[Image-grounded pointing data]

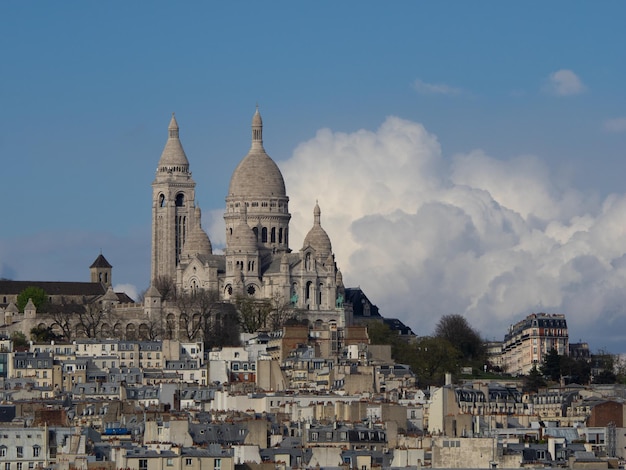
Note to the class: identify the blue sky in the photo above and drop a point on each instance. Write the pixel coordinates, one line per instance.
(519, 110)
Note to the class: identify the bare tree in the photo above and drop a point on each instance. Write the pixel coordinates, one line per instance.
(185, 304)
(166, 287)
(457, 330)
(64, 318)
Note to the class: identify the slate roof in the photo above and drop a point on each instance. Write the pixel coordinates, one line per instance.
(100, 262)
(54, 287)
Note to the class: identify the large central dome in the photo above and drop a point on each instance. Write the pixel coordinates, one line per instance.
(257, 174)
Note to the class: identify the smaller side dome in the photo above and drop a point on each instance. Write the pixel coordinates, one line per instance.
(243, 238)
(198, 242)
(173, 158)
(317, 238)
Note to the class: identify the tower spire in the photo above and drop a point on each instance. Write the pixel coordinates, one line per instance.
(257, 128)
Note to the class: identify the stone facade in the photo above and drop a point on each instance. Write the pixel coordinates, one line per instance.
(257, 261)
(256, 264)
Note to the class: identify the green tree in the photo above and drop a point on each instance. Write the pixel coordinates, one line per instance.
(253, 313)
(43, 334)
(37, 294)
(456, 330)
(430, 358)
(380, 333)
(575, 370)
(551, 365)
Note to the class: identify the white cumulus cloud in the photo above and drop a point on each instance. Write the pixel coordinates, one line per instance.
(434, 88)
(564, 82)
(490, 239)
(615, 125)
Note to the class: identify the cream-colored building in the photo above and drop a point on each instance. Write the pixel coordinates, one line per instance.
(257, 260)
(529, 340)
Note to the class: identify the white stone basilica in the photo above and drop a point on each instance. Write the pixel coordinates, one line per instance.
(257, 261)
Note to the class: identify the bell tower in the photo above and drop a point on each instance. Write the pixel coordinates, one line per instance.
(173, 204)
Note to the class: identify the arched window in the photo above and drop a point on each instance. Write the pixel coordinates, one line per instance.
(180, 200)
(131, 332)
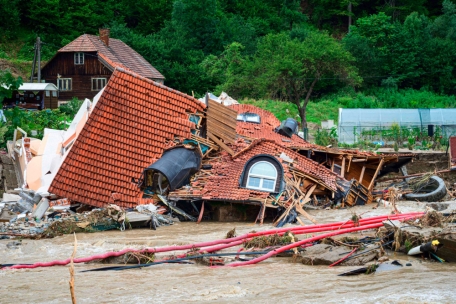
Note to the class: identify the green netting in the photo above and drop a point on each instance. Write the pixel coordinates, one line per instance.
(375, 124)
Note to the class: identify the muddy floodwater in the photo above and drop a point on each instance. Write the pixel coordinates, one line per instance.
(277, 280)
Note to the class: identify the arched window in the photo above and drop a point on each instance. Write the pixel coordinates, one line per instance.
(262, 176)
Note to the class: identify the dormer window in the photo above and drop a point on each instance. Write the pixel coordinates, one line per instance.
(264, 173)
(262, 176)
(249, 117)
(78, 58)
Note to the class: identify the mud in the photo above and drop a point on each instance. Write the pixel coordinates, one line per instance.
(276, 280)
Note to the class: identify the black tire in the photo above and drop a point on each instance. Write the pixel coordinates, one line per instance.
(435, 194)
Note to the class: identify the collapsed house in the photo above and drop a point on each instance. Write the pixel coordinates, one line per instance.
(142, 142)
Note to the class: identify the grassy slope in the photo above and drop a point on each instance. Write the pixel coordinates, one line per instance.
(316, 111)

■ DIRECTIONS FOR THIS TASK
Your job is to copy every entry exactly. Omit the pictures.

■ SOLVED EXERCISE
Note to the class: identify the blue sky in the photo above and drop a point on each instance. Write the pixel coordinates, one line per instance.
(519, 110)
Note to the class: identify the bare tree in the photo above and drop a point on each instance. Write the pixel coordinates, one line per instance.
(185, 304)
(166, 287)
(457, 330)
(64, 318)
Note to the class: identify the slate roof in the photo above and drop a point on each instance. Write the pixel coordinates, one line per instance.
(100, 262)
(54, 287)
Note to the class: identify the large central dome in the photo above and drop a point on each instance. Write the pixel coordinates, one line per instance.
(257, 174)
Note to the class: identify the smaller side dome in the photo above and drop a point on each instance. Write the pixel coordinates, one line per instance.
(243, 238)
(198, 242)
(173, 158)
(317, 238)
Note to the class: identify the tower spire in the photo above and drop a point on each instance. Write the pixel coordinates, one line per instance.
(257, 128)
Note to the class: identify the stone facade in the photo above and drop a point on each instance. Write the pixel coordinates, one line per instance.
(257, 261)
(256, 264)
Note to the class: identify the green tree in the photo above and drop a point on each instance. Write the pixel coordinates, one line per instance.
(253, 313)
(43, 334)
(37, 294)
(456, 330)
(430, 358)
(380, 333)
(575, 370)
(551, 365)
Note to the class: identify the white cumulus cloud in the photo above and drop a point on each instance. Write the pixel coordinates, one line per instance.
(434, 88)
(564, 82)
(490, 239)
(615, 125)
Note to the class: identify the cream-colored building in the photo above and drop a point on each instance. Write the pixel coordinates, one line per instance.
(257, 260)
(529, 340)
Note to the class: identify the white stone basilica in the photo above and drop a point on each instance. Write the pixel coordinates, one line per instance.
(257, 261)
Note to the class: identify the bell tower in the photo above and drop a point on each instance. Write the pixel coordinates, one line per instance.
(173, 204)
Note to the class: identify the arched window in the photo above and drop a point on each instance. Write the pixel coordinates, one line per instance.
(180, 200)
(131, 332)
Note to the class: identify the green netting in the photo above and drop a point on each instance. Write the pixel coordinates, one line per instance.
(375, 124)
Note to the class: identify the muddy floodwater in the photo above and drop a point on each instance. Write the pixel coordinates, one line per instance.
(277, 280)
Note to the class: identify the arched window in the photo above and drop a point on each instance. Write the pixel coordinates, one line per instance.
(262, 176)
Note to the class: identify the dormer window in the photo above and drop a point on each instance. Write the pixel coordinates, one line per instance.
(264, 173)
(262, 176)
(249, 117)
(78, 58)
Note to the class: identify the mud in the photo above and drop a point on each instance. Write the pixel coordinates, one line per instance.
(276, 280)
Note to the class: identify the black tire in the photo above and drop a point on each instance. Write the pixel coordinates, one line per instance.
(435, 194)
Note to the class: identify the collapsed house in the photo above and drop a point on each instance. Write the pixel coordinates, one line per instance.
(142, 142)
Note to the class: identify the grassy slope in the photo above and drop a point on each instance. Write the pixel coordinates, one line per instance.
(316, 111)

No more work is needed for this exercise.